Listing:
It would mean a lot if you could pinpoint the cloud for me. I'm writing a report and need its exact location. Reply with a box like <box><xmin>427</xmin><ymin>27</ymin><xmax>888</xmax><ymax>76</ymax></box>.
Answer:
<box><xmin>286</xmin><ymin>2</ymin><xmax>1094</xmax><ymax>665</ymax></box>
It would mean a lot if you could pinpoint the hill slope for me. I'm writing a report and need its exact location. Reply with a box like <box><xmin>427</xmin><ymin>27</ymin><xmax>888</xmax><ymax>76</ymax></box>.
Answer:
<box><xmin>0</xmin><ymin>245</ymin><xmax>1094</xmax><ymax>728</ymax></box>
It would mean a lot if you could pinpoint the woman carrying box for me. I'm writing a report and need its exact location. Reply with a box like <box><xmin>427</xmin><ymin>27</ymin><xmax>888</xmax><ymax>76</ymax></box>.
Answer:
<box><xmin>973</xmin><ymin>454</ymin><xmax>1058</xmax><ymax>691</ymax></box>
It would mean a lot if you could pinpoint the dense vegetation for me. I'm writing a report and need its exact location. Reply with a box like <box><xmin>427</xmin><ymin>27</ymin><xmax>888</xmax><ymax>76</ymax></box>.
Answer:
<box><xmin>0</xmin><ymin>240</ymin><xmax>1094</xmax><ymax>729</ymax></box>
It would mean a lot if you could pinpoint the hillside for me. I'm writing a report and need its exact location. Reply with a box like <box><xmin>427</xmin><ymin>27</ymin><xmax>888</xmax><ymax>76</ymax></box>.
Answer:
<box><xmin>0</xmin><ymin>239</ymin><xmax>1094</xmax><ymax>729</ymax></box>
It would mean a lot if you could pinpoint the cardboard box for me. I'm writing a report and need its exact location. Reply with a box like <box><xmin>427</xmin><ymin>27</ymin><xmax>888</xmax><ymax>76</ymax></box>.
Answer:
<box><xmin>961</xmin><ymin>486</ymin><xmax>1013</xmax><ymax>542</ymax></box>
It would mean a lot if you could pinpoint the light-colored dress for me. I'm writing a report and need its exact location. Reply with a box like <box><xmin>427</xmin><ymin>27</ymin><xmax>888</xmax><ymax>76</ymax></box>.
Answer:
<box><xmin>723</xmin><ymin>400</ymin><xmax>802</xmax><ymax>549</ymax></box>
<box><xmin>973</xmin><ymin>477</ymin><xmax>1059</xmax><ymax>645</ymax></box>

- **WHAT IS BEING ASKED**:
Reproduce the listing from the line containing "It would mean a lot if you could pinpoint the light-colored" through the end of the listing, changing "report" to "summary" and leaving all else unchanged.

- **FINISHED EXERCISE**:
It would mean a lot if you could pinpoint the light-colored dress for me. I'm writing a summary and need its exact location. Reply with a box like <box><xmin>427</xmin><ymin>27</ymin><xmax>888</xmax><ymax>76</ymax></box>.
Answer:
<box><xmin>723</xmin><ymin>400</ymin><xmax>802</xmax><ymax>549</ymax></box>
<box><xmin>973</xmin><ymin>477</ymin><xmax>1059</xmax><ymax>645</ymax></box>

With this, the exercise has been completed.